Activity list:
**a)** According to the Astek article, how much did Astek receive in grants from the MII Technology Assessment Phase?
**b)** Please rewrite the part of the Astek article starting at "While the concept" and ending at "helping them grow.", changing "ideal partner" to "perfect partner".

Quoted passage:
*-*-*
Dr. Mustafa Al-Adhami knew the severity of the sepsis problem: 1.7 million Americans are evaluated for sepsis every year, and too many have died while waiting for the correct antibiotic. His solution was to develop a platform to determine antibiotic sensitivity in one hour, giving doctors and patients precious time and a life-saving tool through his new venture, Astek Diagnostics Inc. (Astek).
While the concept of Astek was conceived in a university lab space, a crucial next step was bringing it to the commercial marketplace. Al-Adhami, who is affiliated with the University of Maryland, Baltimore County (UMBC), found the ideal partner in the Maryland Innovation Initiative (MII). MII is a program administered by the Maryland Technology Development Corporation (TEDCO), a public-private entity tasked with investing in Maryland tech companies and helping them grow.
TEDCO developed MII as a partnership between the state of Maryland and five Maryland academic research institutions: Johns Hopkins University; Morgan State University; University of Maryland, Baltimore; University of Maryland, Baltimore County; and the University of Maryland, College Park. The program’s mission is to accelerate promising technologies with significant commercial potential to market, while also leveraging each partner university’s strengths.
What did that partnership look like for Astek? In addition to guidance and mentoring through MII, Astek received $165,000 in grants from the MII Technology Assessment Phase to de-risk the technology, followed by a $150,000 investment through MII’s Company Formation Phase in 2020. The following year Astek was accepted to participate in the highly competitive startup accelerator, Y Combinator (YC), which has a 3% acceptance rate. Previous Y Combinator investments include Airbnb, Dropbox, Reddit and Instacart.
*-*-*
Data section:
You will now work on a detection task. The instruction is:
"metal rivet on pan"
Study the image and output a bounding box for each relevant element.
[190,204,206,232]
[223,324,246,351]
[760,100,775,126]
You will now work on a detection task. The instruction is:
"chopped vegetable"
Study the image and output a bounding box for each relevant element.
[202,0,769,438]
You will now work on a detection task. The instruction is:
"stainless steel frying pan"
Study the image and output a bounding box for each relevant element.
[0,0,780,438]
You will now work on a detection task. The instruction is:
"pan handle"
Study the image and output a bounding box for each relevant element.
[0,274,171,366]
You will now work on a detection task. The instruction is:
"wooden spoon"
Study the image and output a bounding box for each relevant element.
*-*-*
Expected responses:
**a)** $165,000

**b)**
While the concept of Astek was conceived in a university lab space, a crucial next step was bringing it to the commercial marketplace. Al-Adhami, who is affiliated with the University of Maryland, Baltimore County (UMBC), found the perfect partner in the Maryland Innovation Initiative (MII). MII is a program administered by the Maryland Technology Development Corporation (TEDCO), a public-private entity tasked with investing in Maryland tech companies and helping them grow.